-- Supplied data --
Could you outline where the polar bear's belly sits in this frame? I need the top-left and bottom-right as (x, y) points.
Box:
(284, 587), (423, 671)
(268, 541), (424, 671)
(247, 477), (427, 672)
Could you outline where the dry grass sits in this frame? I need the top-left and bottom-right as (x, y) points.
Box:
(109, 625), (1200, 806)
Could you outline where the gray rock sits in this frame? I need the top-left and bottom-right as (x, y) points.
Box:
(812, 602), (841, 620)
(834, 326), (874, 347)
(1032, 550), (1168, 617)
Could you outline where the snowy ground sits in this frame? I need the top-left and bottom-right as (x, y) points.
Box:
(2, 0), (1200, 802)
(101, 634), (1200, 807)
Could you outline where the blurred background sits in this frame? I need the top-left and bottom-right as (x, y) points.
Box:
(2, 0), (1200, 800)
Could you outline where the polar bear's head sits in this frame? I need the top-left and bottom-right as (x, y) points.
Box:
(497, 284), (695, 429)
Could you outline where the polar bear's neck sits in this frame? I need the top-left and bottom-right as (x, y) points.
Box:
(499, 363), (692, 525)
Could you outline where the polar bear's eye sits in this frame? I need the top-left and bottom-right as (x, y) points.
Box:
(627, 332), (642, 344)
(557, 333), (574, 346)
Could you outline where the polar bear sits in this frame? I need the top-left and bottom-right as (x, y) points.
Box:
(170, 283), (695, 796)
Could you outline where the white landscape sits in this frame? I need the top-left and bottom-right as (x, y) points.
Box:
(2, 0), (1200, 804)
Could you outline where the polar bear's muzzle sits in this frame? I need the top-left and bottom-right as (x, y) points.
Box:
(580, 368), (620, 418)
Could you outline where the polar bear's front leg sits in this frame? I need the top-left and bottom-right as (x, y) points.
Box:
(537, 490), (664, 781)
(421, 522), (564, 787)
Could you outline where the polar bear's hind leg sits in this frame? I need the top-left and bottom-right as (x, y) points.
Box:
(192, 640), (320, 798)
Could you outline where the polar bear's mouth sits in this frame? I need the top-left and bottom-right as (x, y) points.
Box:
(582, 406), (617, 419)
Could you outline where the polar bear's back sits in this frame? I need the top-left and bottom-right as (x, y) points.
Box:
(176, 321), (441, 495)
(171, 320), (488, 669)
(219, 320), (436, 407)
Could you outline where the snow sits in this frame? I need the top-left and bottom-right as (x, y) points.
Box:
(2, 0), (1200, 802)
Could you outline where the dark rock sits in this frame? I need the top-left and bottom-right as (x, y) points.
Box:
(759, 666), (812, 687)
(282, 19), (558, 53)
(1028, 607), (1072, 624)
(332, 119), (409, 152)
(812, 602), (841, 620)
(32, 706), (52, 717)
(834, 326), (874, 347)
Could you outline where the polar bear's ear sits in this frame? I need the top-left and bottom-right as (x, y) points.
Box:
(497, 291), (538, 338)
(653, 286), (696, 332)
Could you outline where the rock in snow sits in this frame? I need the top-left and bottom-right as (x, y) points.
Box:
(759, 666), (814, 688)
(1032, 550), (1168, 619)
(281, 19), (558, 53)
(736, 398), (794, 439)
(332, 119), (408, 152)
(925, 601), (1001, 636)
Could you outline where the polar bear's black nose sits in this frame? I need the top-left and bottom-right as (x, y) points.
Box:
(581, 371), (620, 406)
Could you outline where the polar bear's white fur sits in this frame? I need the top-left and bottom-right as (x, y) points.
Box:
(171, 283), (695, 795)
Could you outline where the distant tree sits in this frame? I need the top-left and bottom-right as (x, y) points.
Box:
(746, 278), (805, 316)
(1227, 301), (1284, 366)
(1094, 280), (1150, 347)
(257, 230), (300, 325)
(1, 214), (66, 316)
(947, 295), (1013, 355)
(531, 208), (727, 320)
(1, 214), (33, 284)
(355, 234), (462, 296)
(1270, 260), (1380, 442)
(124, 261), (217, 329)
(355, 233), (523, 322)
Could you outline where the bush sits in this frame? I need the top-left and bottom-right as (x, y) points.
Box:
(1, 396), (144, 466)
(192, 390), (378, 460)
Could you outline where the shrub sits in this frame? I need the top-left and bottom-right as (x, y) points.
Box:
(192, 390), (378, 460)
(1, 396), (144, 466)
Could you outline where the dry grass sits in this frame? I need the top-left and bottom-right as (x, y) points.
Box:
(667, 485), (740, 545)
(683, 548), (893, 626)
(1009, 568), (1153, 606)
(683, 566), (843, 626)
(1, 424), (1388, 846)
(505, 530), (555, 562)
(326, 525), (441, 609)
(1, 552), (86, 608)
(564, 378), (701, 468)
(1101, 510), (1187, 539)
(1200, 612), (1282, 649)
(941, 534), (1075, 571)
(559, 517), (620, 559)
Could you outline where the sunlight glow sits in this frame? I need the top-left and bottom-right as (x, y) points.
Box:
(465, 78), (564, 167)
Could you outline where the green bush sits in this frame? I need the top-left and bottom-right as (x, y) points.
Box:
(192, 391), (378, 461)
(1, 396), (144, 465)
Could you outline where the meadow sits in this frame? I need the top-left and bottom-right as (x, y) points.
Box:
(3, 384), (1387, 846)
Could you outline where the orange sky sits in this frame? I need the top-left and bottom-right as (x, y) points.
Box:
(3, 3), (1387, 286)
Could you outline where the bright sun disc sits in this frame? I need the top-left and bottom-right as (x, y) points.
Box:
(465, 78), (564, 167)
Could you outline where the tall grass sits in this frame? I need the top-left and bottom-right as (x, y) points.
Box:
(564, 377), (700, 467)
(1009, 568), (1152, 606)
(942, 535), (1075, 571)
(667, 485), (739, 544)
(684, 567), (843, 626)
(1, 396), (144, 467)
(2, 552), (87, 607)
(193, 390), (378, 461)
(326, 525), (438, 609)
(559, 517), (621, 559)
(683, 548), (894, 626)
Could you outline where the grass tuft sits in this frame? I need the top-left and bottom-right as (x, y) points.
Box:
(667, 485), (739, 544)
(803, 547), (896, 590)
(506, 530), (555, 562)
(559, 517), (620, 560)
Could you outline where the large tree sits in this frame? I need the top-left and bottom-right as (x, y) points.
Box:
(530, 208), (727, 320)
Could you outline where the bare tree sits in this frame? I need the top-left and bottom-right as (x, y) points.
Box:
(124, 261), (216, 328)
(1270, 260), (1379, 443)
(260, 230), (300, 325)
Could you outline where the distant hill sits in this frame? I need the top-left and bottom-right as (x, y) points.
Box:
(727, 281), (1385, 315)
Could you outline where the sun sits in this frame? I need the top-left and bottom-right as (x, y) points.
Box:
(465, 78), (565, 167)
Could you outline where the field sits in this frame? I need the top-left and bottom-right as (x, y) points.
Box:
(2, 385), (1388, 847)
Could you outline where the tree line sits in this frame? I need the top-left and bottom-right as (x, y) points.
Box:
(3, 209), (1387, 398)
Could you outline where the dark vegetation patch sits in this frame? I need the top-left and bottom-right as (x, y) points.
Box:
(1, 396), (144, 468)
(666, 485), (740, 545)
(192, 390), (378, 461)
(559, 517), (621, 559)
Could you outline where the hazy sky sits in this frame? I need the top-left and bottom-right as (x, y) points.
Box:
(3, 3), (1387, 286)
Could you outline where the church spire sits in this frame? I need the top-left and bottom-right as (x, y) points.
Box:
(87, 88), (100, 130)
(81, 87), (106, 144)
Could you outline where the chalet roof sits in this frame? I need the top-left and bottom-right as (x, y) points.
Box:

-- Task statement --
Among the entries, find each line that includes the string "tree" and copy it.

-- Exercise output --
Could you outline where the distant tree sits in this frame? I need the top-left and bottom-right as (x, y) points.
Could you outline where the large tree sits in this frame? I need the top-left and bottom-right as (x, y) points.
Could you outline where the bare tree sits in this frame? I need the top-left and bottom-right as (x, y) points.
Could you outline where the tree line sits in this frame? I need the top-left and bottom-right as (x, y) points.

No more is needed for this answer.